## What to work on:
Reproduce all of the data below word for word, keeping every line in its original order.
** BEGIN **
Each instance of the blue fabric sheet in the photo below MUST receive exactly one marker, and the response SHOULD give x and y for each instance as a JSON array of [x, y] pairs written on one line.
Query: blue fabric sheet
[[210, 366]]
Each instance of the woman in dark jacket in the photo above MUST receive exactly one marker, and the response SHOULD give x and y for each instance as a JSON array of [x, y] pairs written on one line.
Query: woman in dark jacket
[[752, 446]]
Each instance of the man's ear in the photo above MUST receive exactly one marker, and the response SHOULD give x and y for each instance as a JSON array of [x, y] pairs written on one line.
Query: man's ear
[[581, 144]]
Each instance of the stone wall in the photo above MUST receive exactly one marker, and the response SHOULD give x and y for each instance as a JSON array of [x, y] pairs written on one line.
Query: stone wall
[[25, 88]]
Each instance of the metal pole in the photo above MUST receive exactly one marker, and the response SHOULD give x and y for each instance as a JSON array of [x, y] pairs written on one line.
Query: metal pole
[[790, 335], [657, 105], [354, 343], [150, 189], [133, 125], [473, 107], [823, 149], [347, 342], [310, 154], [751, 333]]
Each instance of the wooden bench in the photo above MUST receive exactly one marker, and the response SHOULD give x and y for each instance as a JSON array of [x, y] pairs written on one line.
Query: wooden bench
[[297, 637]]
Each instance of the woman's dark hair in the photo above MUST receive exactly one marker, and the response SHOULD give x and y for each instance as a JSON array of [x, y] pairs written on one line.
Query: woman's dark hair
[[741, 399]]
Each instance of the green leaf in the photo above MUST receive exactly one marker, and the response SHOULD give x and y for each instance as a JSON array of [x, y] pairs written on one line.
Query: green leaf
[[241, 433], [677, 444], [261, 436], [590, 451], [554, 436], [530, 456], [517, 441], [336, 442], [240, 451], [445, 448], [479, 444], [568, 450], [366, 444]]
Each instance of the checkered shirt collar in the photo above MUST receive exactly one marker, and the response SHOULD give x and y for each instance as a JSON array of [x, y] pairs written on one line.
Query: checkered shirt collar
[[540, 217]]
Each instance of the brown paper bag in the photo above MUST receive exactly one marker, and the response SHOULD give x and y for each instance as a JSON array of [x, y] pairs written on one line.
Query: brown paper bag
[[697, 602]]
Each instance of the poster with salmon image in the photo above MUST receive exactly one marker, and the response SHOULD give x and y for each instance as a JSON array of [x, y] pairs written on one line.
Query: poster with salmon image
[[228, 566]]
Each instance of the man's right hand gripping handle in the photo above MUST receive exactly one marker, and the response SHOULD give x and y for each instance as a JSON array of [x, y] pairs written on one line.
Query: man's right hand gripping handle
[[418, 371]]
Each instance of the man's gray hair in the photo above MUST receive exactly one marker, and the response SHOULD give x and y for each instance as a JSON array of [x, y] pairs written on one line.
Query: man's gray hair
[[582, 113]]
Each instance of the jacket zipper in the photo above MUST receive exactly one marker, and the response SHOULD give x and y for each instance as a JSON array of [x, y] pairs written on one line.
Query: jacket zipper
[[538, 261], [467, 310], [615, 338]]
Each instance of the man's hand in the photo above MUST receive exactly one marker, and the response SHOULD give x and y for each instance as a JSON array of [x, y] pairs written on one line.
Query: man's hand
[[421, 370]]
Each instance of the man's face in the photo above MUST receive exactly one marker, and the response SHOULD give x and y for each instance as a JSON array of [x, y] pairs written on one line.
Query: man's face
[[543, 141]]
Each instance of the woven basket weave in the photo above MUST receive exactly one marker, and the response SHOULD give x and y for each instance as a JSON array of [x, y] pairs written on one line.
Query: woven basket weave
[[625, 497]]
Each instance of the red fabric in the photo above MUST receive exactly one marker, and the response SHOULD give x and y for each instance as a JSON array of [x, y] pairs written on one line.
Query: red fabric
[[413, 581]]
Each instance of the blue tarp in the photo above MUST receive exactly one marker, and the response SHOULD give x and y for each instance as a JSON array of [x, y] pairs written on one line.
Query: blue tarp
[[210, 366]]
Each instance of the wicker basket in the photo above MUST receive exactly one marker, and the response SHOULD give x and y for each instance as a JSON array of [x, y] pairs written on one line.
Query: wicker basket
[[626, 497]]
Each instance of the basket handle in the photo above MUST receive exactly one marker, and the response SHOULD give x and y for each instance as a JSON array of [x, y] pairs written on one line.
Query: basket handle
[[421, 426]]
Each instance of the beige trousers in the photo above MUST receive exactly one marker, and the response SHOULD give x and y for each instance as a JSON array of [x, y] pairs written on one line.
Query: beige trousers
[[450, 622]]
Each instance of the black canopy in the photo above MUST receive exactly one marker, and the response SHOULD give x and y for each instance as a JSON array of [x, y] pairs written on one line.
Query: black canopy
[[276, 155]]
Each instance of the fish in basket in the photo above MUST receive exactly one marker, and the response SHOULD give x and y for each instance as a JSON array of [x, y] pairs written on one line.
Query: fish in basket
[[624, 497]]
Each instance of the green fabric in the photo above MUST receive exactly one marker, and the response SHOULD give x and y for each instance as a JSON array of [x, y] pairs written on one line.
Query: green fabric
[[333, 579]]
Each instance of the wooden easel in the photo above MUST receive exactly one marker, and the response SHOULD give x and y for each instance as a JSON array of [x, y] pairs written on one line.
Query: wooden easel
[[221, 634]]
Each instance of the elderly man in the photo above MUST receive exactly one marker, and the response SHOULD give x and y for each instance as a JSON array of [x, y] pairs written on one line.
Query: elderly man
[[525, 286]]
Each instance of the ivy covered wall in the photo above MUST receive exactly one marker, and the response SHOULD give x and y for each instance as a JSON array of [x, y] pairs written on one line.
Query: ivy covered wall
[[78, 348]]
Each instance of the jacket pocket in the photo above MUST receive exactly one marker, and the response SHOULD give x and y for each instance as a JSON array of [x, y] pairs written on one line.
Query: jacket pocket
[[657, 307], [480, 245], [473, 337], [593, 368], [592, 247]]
** END **
## Solution for this problem:
Each instance of the blue fabric sheet in the photo below MUST receive exactly one marker, and the response SHOULD give x and y for each instance as a JSON array of [x, y] pairs written on one line.
Query: blue fabric sheet
[[210, 366]]
Each instance of the woman in dark jacket in the photo above MUST receive exactly one marker, and the response SHOULD give x and y for each instance as a JSON array of [x, y] pairs written on one line.
Query: woman in dark jacket
[[752, 446]]
Each instance of the man's ear in the photo above MUST receive exactly one marker, and the response SHOULD give x and y for each instance as a JSON array of [x, y] pairs written on one line.
Query: man's ear
[[581, 144]]
Each instance of the stone wall in the photo above MUST receive exactly one marker, and the response SHOULD give x and y for each instance as a JSON array of [x, y] pairs written on one line.
Query: stone wall
[[25, 88]]
Each instance of the metal pole in the photo above MUST receive exactly one marker, and the response SHOULD give x and y for each instance as a JSON array of [x, y] pairs written on one line.
Query: metal pole
[[790, 335], [657, 105], [354, 343], [150, 189], [133, 125], [473, 107], [823, 149], [347, 342], [310, 154], [751, 333]]
Each instance of the wooden bench in the photo above MUST receive exactly one marker, and the response SHOULD give x and y for each instance as a JSON array of [x, y] pairs written on one line.
Query: wooden bench
[[297, 637]]
Each instance of the woman's dark hair in the photo above MUST receive exactly one marker, and the response SHOULD give x and y for each instance as a JSON array of [x, y] pairs written on one line.
Query: woman's dark hair
[[741, 399]]
Each instance of the green leaf in the photo above MUST receive exactly one marker, and the response SHOULD give x and y for each instance as a JSON array of [x, y] pairs written on one line.
Query: green leaf
[[241, 433], [677, 444], [261, 436], [590, 451], [554, 436], [530, 456], [517, 441], [336, 442], [240, 451], [445, 448], [479, 444], [568, 450], [366, 444]]
Each instance of the checkered shirt collar in the photo above MUST receive exactly one marker, and the response SHOULD give x and y for each instance as a JSON array of [x, y] pairs written on one line.
Query: checkered shirt collar
[[540, 217]]
Each instance of the brown paper bag in the photo above MUST receive exactly one marker, and the response SHOULD give x and y for each instance as a JSON array of [x, y] pairs written on one line.
Query: brown paper bag
[[697, 602]]
Each instance of the poster with salmon image in the photo above MUST receive exactly one marker, and the response SHOULD give x and y for each instance as a JSON array of [x, y] pairs written on one line.
Query: poster with salmon image
[[228, 566]]
Each instance of the man's right hand gripping handle in the photo above MUST receive exactly one marker, and the response SHOULD give x and y for each instance as a JSON array of [x, y] pairs written on one line.
Query: man's right hand gripping handle
[[418, 371]]
Each instance of the man's gray hair in the photo above MUST receive exactly one marker, and the response SHOULD give x and y for each instance as a JSON array of [x, y] pairs written on one line.
Query: man's gray hair
[[582, 113]]
Each instance of the jacket zipper in the photo above MUST receive exactly one marker, and the response SHOULD give x and y for each instance as a JSON array of [x, y] pairs written on one line.
Query: jacket zipper
[[538, 261], [467, 310], [615, 338]]
Each instance of the man's hand in the photo above MUST receive exactly one marker, and the response SHOULD give x and y for each instance as a JSON array of [x, y] pairs written on one line.
Query: man's hand
[[421, 370]]
Each instance of the man's face in the photo above MUST receive exactly one marker, and the response SHOULD give x and y for each instance as a JSON array of [x, y] pairs written on one line.
Query: man's face
[[543, 141]]
Each instance of the woven basket weave in the photo above MUST receive exactly one marker, and the response SHOULD give x and y for each instance as a JSON array of [x, y] pairs written on one line.
Query: woven basket weave
[[625, 497]]
Each instance of the red fabric in the photo above MUST receive exactly one marker, and the response SHOULD give x and y for each instance as a JSON array of [x, y] pairs written on one line.
Query: red fabric
[[413, 581]]
Each instance of the blue tarp in the photo above MUST receive exactly one marker, and the response SHOULD give x and y for each instance as a JSON array of [x, y] pairs written on one line.
Query: blue tarp
[[210, 366]]
Each instance of the wicker basket in the photo above MUST receive exactly one marker, and the response SHOULD give x and y for each instance as a JSON array of [x, y] pairs written on one line.
Query: wicker basket
[[626, 497]]
Each instance of the basket handle in the photo above MUST receive exactly one marker, and the response SHOULD give x and y for each instance as a JSON array of [x, y] pairs written on one line.
Query: basket handle
[[421, 426]]
Each instance of the beige trousers in the photo above MUST receive exactly one marker, and the response SHOULD give x and y for each instance as a JSON array of [x, y] pairs written on one line.
Query: beige trousers
[[450, 622]]
Each instance of the black canopy in the photo above MUST receive exactly one marker, and the response SHOULD give x and y for each instance as a JSON array of [x, y] pairs written on one line.
Query: black canopy
[[276, 155]]
Each instance of the fish in basket in the photo above MUST receive exactly one marker, and the response SHOULD give x and y for each instance as a JSON array of [x, y] pairs written on one line.
Query: fish in basket
[[624, 497]]
Each instance of the green fabric in the photo above MUST receive exactly one marker, and the response SHOULD give x and y for each instance as a JSON array of [x, y] pairs written on one line.
Query: green fabric
[[333, 579]]
Each instance of the wooden easel in the photo above MUST receive exactly one marker, and the response SHOULD give x and y for each instance as a JSON array of [x, y] pairs written on one line.
Query: wooden easel
[[221, 634]]
Each instance of the elderly man in the photo above MUST receive exactly one marker, and the response SHOULD give x and y for each instance as a JSON array of [x, y] pairs written on one line.
Query: elderly man
[[525, 286]]
Each instance of the ivy covered wall in the photo above MUST receive exactly one marker, and the response SHOULD give x and y for each instance as a JSON array of [x, y] pairs written on one line.
Query: ivy covered wall
[[78, 348]]
Each instance of the jacket pocket in the photo above MUST receive exactly one marker, and the response SHOULD give x and y for each instance as a JSON array of [x, y] pairs written on one line.
Query: jacket pocket
[[657, 307], [480, 245], [473, 337], [593, 368], [592, 247]]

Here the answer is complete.